__TEXT PROVIDED__.
>> BEGIN

One more statement has to be examined, viz. Björn Jonsson's description (in the Gripla) of the three glaciers on the east coast.
According to Gisle Brynjulfsson, Björn Jonsson's statement does not allude to a journey from Iceland with the swift sailing-ships of the Vikings. What is really meant is a journey in rowing-boats starting from the southernmost places of the Österbygd and going east and northeast. Brynjulfsson estimates that the 30 eng. miles a day would be covered in this manner. Thus the Puisortok-glacier would be reached in a week. This glacier Brynjulfsson concludes to be Hvitserk.
Even to admit that it is possible to cover 30 miles a day in a calm sea with a rowing boat, the experience of Gieseke, Holm, Graah a.o. show that it requires 6 weeks rather than 6 days under the present conditions to go from Ilua or Fredriksdal by way of the sounds to the east coast in 60º lat. and thence to Puisortok in lat. 62º10. Even if we assume with Brynjulfsson that the ice conditions 600 years ago were so favourableas to allow the distance to Puisortok to be covered in only 6 days, still Gripla's description of Hvitserk does not fit in with Puisortok because of the words:
This description instead fits in on the highland between Allumlengri and the fjord Kangerdluksuatsiak, where the highest mountain-peaks in south Greenland are situated. With open water it would be quite possible to reach this place on the east coast in lat. 60º-60º15 in a week's journey by rowing-boat passing through the Allumlengri-sound or the Ikek. There, at the eastern inlet to these sounds the coast really bends northwards. It is significant too that all expeditions sent out in the 15th and 16th century to rediscover the lost colonies had orders to approach Greenland (and attempted to do so) from the eastside. In the maps from the 15th and 16th century e. g. in that of Thorlacius, these two sounds play a prominent part. These maps are of no use however for the problem we here try to solve and since the two sounds were confounded with the two inlets on America's coast discovered by Frobisher they have become a subject of endless idle discourses among geographers. The fact however that in these maps two sounds are shown through the South of Greenland shows, that the tradition of the Eriksstefna of the eastern inlets to the Österbygd had survived the closing of these passages by the drift ice.
I reproduce here the contour lines of such a map discovered by H. Pettersson in the archive of British Museum.
Evidently the ice conditions of Davis Sound and Bafin's bay were also different in the Viking-age. A large contingent of the drift-ice in Davis Sound is supplied by the Greenland ice current. Failing this supply, the quantity of ice in Davis Sound and the Labrador current will be reduced. Besides a decrease in the ice would mean an increase in the heat supplied by the Gulf stream-branches. We may therefore a priori conclude that the Labrador current in Mediaeval time did not carry ice, or at least not in the same degree as at present. This conclusion is born out by the fact that no mention is made in the Sagas and the existant documents from year 1000 to the end of the Middle-ages of ice as impeding the traffic between Greenland and Wineland.

>> END

__SUPPLIED MATERIAL__.

>> BEGIN

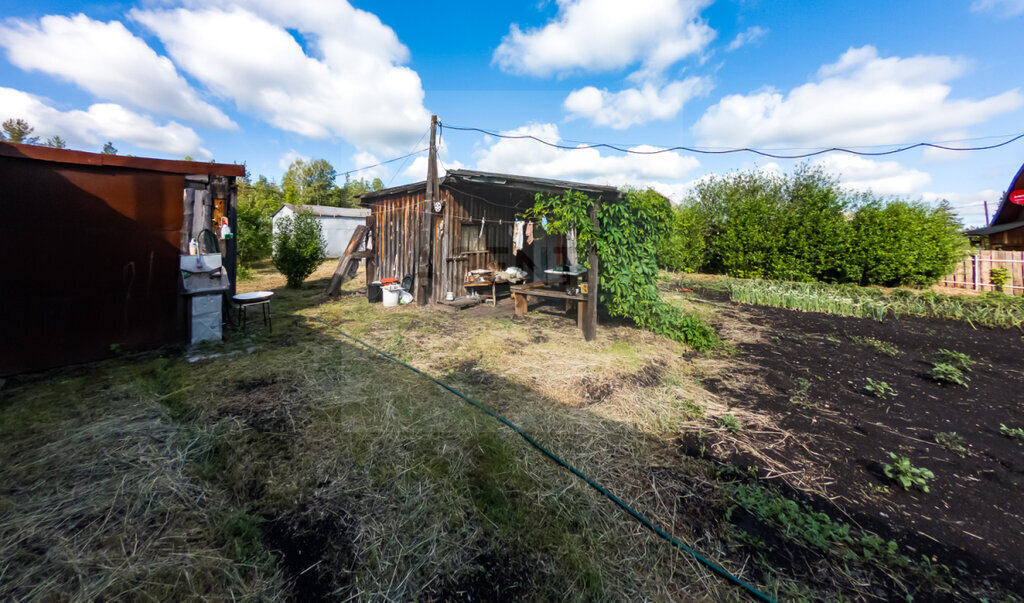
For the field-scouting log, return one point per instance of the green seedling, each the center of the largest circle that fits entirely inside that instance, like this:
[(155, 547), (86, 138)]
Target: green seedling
[(947, 374), (958, 359), (880, 389), (729, 423), (906, 474), (1014, 432), (952, 442)]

>> END

__ACTIONS TO TAKE__.
1 – Translate into French this sentence from the passage on Greenland's east coast: "There, at the eastern inlet to these sounds the coast really bends northwards."
2 – Recast as a short bulleted list the paragraph in the passage on Greenland's east coast that begins "According to Gisle Brynjulfsson," keeping its main facts.
3 – According to the passage on Greenland's east coast, who discovered the map whose contour lines are reproduced there, and where?

__SOLUTION LIST__.
1 – Là, à l'entrée orientale de ces détroits, la côte s'infléchit réellement vers le nord.

2 –
- Brynjulfsson holds that Björn Jonsson's statement does not refer to a voyage from Iceland in fast Viking sailing-ships.
- He takes it to mean a rowing-boat journey from the southernmost places of the Österbygd, heading east and northeast.
- He estimates such boats would cover 30 English miles a day.
- At that rate the Puisortok glacier would be reached in a week.
- He concludes that this glacier is Hvitserk.

3 – H. Pettersson discovered it in the archive of the British Museum.